(Source rows)
-.-.-
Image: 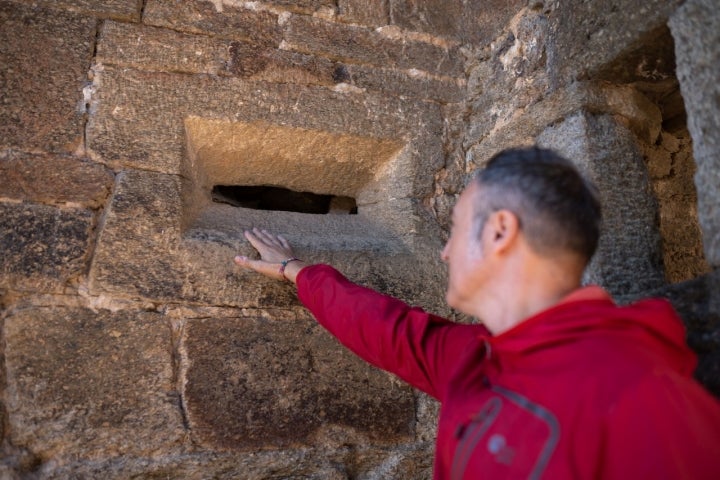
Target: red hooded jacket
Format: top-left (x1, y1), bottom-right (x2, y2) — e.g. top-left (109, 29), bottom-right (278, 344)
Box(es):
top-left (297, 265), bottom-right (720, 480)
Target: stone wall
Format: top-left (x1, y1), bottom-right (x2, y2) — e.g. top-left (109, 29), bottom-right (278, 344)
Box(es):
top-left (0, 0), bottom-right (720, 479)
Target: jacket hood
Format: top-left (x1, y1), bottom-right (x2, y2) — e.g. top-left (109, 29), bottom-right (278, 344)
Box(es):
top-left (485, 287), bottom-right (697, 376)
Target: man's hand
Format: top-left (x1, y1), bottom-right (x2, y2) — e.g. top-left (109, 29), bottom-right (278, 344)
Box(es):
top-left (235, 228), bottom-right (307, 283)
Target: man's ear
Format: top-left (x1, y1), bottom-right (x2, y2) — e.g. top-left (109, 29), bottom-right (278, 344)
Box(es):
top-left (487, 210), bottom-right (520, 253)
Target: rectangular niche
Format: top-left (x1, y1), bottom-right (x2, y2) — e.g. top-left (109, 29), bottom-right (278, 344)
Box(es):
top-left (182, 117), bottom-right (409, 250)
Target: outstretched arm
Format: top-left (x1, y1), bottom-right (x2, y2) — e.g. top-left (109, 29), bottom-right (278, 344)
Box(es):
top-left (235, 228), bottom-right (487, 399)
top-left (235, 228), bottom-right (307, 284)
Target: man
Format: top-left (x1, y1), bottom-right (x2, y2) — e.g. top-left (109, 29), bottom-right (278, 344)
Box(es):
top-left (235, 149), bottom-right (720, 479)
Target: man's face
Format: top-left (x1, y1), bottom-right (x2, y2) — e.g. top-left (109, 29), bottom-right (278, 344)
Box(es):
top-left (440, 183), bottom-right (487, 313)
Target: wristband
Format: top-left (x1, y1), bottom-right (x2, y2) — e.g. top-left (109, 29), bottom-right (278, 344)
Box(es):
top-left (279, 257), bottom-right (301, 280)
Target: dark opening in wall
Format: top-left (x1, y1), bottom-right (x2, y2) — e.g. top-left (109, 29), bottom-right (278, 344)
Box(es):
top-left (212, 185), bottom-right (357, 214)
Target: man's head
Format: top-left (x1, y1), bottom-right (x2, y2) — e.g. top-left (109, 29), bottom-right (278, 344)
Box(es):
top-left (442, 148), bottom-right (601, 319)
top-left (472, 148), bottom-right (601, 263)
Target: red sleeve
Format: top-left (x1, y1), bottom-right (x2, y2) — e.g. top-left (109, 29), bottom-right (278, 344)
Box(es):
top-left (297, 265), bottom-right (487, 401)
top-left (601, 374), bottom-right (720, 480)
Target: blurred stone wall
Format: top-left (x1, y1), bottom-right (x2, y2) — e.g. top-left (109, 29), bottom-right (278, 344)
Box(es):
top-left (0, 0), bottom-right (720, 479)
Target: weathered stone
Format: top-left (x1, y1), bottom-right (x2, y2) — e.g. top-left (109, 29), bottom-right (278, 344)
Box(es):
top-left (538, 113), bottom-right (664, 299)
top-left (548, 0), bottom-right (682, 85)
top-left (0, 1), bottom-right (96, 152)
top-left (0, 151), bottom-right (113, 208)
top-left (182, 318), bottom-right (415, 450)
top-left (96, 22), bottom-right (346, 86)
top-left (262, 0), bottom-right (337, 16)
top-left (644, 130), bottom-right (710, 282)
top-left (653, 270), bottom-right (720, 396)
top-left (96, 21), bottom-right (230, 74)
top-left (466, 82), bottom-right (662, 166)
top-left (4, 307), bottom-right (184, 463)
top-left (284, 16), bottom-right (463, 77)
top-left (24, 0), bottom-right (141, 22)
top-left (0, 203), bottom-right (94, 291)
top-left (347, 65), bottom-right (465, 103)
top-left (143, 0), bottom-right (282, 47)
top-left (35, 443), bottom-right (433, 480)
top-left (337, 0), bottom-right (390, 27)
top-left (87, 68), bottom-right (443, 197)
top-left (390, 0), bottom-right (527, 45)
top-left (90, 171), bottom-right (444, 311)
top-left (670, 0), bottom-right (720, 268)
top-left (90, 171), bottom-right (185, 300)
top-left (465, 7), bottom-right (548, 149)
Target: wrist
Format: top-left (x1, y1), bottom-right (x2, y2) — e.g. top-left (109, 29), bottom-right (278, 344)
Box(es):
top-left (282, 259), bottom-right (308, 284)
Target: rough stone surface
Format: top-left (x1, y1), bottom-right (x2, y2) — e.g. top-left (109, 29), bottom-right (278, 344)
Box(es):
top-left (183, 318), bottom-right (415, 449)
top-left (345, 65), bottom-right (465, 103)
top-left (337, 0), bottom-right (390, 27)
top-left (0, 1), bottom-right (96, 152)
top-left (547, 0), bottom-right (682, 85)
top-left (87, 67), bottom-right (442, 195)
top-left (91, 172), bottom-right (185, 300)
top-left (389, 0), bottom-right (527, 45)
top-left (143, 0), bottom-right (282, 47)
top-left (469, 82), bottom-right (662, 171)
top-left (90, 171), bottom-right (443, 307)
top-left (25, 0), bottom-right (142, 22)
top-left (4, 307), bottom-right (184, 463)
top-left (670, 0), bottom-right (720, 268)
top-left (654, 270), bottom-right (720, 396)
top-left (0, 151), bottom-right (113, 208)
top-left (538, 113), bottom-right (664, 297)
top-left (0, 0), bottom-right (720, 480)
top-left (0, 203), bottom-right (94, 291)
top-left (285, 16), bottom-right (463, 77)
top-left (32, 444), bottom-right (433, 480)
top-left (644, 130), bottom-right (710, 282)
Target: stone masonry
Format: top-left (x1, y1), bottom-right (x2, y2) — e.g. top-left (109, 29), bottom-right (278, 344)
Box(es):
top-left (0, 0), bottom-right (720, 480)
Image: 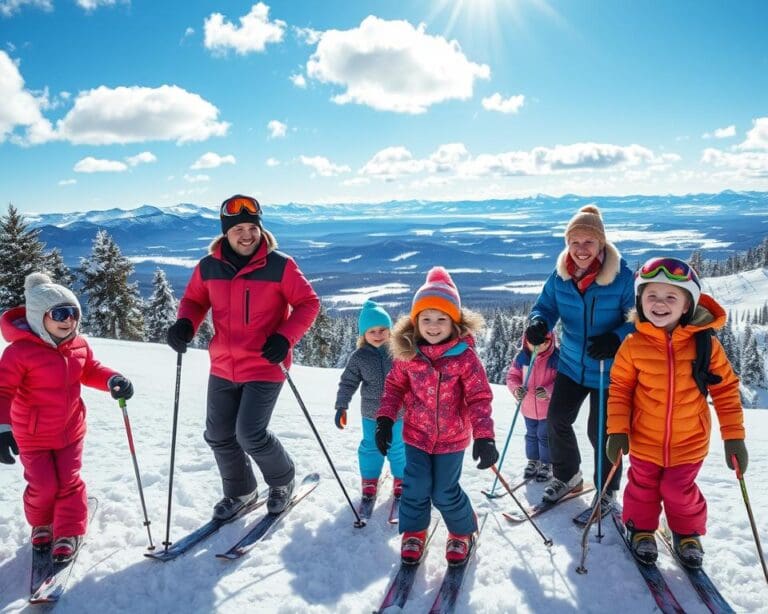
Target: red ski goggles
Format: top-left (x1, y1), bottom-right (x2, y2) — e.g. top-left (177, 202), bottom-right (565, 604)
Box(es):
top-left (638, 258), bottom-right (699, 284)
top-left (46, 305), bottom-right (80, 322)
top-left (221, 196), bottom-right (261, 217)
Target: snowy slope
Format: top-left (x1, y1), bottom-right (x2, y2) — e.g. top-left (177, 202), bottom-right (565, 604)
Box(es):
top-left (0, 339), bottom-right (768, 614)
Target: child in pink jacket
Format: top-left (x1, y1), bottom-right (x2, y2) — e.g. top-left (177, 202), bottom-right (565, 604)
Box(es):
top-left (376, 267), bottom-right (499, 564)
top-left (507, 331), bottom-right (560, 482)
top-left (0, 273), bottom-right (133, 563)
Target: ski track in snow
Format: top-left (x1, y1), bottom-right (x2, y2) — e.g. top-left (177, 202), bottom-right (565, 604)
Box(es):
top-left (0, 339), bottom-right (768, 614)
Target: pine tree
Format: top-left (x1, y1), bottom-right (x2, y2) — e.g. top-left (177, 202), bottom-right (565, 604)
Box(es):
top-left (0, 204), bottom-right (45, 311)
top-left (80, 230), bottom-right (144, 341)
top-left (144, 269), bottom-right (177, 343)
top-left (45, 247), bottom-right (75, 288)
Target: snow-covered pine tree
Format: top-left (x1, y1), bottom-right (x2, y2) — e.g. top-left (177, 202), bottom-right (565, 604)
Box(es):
-.-.-
* **SHORT TASK**
Return all of the rows above verbatim, leaving out the pictures.

* **RESULT OF THIS EXERCISE**
Image: 
Target: red hooded jacket
Format: top-left (x1, y1), bottom-right (x2, y2) — e.g. top-left (109, 29), bottom-right (278, 344)
Box(es):
top-left (297, 265), bottom-right (720, 480)
Target: stone wall
Format: top-left (x1, y1), bottom-right (x2, y2) — e.g. top-left (109, 29), bottom-right (278, 344)
Box(es):
top-left (0, 0), bottom-right (720, 479)
Target: jacket hood
Format: top-left (x1, y1), bottom-right (x2, y2) — e.g. top-left (109, 29), bottom-right (278, 344)
Box(es):
top-left (485, 287), bottom-right (697, 376)
Target: man's hand
Format: top-left (x1, y1), bottom-right (x2, y2) — e.g. top-left (109, 29), bottom-right (278, 344)
Box(es):
top-left (235, 228), bottom-right (307, 283)
Target: man's ear
Format: top-left (x1, y1), bottom-right (x2, y2) — e.g. top-left (109, 29), bottom-right (278, 344)
Box(es):
top-left (487, 210), bottom-right (520, 253)
Target: rectangular niche
Format: top-left (x1, y1), bottom-right (x2, y2) — e.g. top-left (109, 29), bottom-right (278, 344)
Box(es):
top-left (182, 117), bottom-right (409, 250)
Target: outstretched arm
Format: top-left (x1, y1), bottom-right (x2, y2) — e.g. top-left (109, 29), bottom-right (278, 344)
Box(es):
top-left (235, 228), bottom-right (487, 399)
top-left (235, 228), bottom-right (307, 284)
Target: man
Format: top-left (x1, y1), bottom-right (x2, y2) — e.g. top-left (109, 29), bottom-right (278, 344)
Box(es):
top-left (235, 149), bottom-right (720, 479)
Target: man's face
Format: top-left (x1, y1), bottom-right (x2, y2) — e.g. top-left (109, 29), bottom-right (278, 344)
Box(es):
top-left (440, 183), bottom-right (487, 313)
Target: wristband
Format: top-left (x1, y1), bottom-right (x2, y2) — e.g. top-left (109, 29), bottom-right (278, 344)
Box(es):
top-left (279, 257), bottom-right (301, 280)
Target: dark opening in wall
Format: top-left (x1, y1), bottom-right (x2, y2) — e.g. top-left (109, 29), bottom-right (278, 344)
Box(es):
top-left (212, 185), bottom-right (357, 214)
Target: man's head
Format: top-left (x1, y1), bottom-right (x2, y2) — e.g. top-left (109, 29), bottom-right (278, 344)
Box(es):
top-left (442, 148), bottom-right (601, 319)
top-left (472, 148), bottom-right (601, 263)
Target: red sleeve
Format: top-left (x1, y1), bottom-right (x2, y2) — e.g. top-left (109, 29), bottom-right (278, 344)
Box(es):
top-left (297, 265), bottom-right (487, 401)
top-left (601, 374), bottom-right (720, 480)
Target: blurred stone wall
Format: top-left (x1, y1), bottom-right (x2, y2) — e.g. top-left (109, 29), bottom-right (278, 344)
Box(es):
top-left (0, 0), bottom-right (720, 479)
Target: weathered stone
Format: top-left (x1, y1), bottom-right (x2, y2) — e.g. top-left (109, 29), bottom-right (278, 344)
Box(es):
top-left (538, 113), bottom-right (664, 299)
top-left (548, 0), bottom-right (682, 85)
top-left (0, 1), bottom-right (96, 152)
top-left (0, 151), bottom-right (113, 208)
top-left (182, 318), bottom-right (415, 450)
top-left (96, 22), bottom-right (346, 86)
top-left (262, 0), bottom-right (337, 16)
top-left (644, 130), bottom-right (710, 282)
top-left (653, 270), bottom-right (720, 396)
top-left (96, 21), bottom-right (230, 74)
top-left (466, 82), bottom-right (662, 166)
top-left (4, 307), bottom-right (184, 463)
top-left (284, 16), bottom-right (463, 77)
top-left (24, 0), bottom-right (141, 22)
top-left (0, 203), bottom-right (94, 291)
top-left (347, 65), bottom-right (465, 103)
top-left (143, 0), bottom-right (282, 47)
top-left (35, 443), bottom-right (433, 480)
top-left (337, 0), bottom-right (390, 27)
top-left (87, 68), bottom-right (443, 197)
top-left (390, 0), bottom-right (527, 45)
top-left (90, 171), bottom-right (444, 311)
top-left (670, 0), bottom-right (720, 268)
top-left (90, 171), bottom-right (185, 300)
top-left (465, 7), bottom-right (548, 149)
Target: wrist
Format: top-left (x1, y1), bottom-right (x2, y2) — e.g. top-left (109, 29), bottom-right (278, 344)
Box(es):
top-left (282, 259), bottom-right (308, 284)
Target: rough stone surface
Format: top-left (x1, y1), bottom-right (x2, y2) — e.g. top-left (109, 29), bottom-right (278, 344)
Box(es):
top-left (183, 318), bottom-right (415, 449)
top-left (345, 65), bottom-right (465, 103)
top-left (337, 0), bottom-right (390, 27)
top-left (0, 1), bottom-right (96, 152)
top-left (547, 0), bottom-right (682, 85)
top-left (87, 67), bottom-right (442, 195)
top-left (91, 172), bottom-right (185, 300)
top-left (389, 0), bottom-right (527, 45)
top-left (143, 0), bottom-right (282, 47)
top-left (469, 82), bottom-right (662, 171)
top-left (90, 171), bottom-right (443, 307)
top-left (25, 0), bottom-right (142, 22)
top-left (4, 307), bottom-right (184, 463)
top-left (670, 0), bottom-right (720, 268)
top-left (654, 270), bottom-right (720, 396)
top-left (0, 151), bottom-right (113, 208)
top-left (538, 113), bottom-right (664, 297)
top-left (0, 0), bottom-right (720, 480)
top-left (0, 203), bottom-right (94, 291)
top-left (285, 16), bottom-right (463, 77)
top-left (32, 444), bottom-right (433, 480)
top-left (644, 130), bottom-right (710, 282)
Target: stone masonry
Format: top-left (x1, y1), bottom-right (x2, y2) — e.g. top-left (109, 29), bottom-right (278, 344)
Box(es):
top-left (0, 0), bottom-right (720, 480)
Image: 
Target: red ski goggles
Format: top-left (x1, y1), bottom-right (x2, y2) — e.g. top-left (177, 202), bottom-right (565, 604)
Box(es):
top-left (638, 258), bottom-right (699, 284)
top-left (46, 305), bottom-right (80, 322)
top-left (221, 196), bottom-right (261, 217)
Target: snowy slope
Format: top-left (x1, y1), bottom-right (x2, y2) — e.g. top-left (177, 202), bottom-right (565, 604)
Box(es):
top-left (0, 339), bottom-right (768, 614)
Target: child in pink jacket
Format: top-left (x1, y1), bottom-right (x2, y2) — e.g. top-left (177, 202), bottom-right (565, 604)
Box(es):
top-left (376, 267), bottom-right (499, 564)
top-left (507, 331), bottom-right (560, 482)
top-left (0, 273), bottom-right (133, 563)
Target: ski track in snow
Format: top-left (x1, y1), bottom-right (x2, y2) — e.g. top-left (177, 202), bottom-right (565, 604)
Box(es):
top-left (0, 339), bottom-right (768, 614)
Target: pine tree
Format: top-left (x1, y1), bottom-right (x2, y2) — e.g. top-left (177, 202), bottom-right (565, 604)
Box(es):
top-left (0, 204), bottom-right (45, 311)
top-left (80, 230), bottom-right (144, 341)
top-left (144, 269), bottom-right (177, 343)
top-left (45, 247), bottom-right (75, 288)
Target: snow-covered pine tree
Format: top-left (x1, y1), bottom-right (x2, y2) — e.g. top-left (177, 202), bottom-right (565, 604)
Box(es):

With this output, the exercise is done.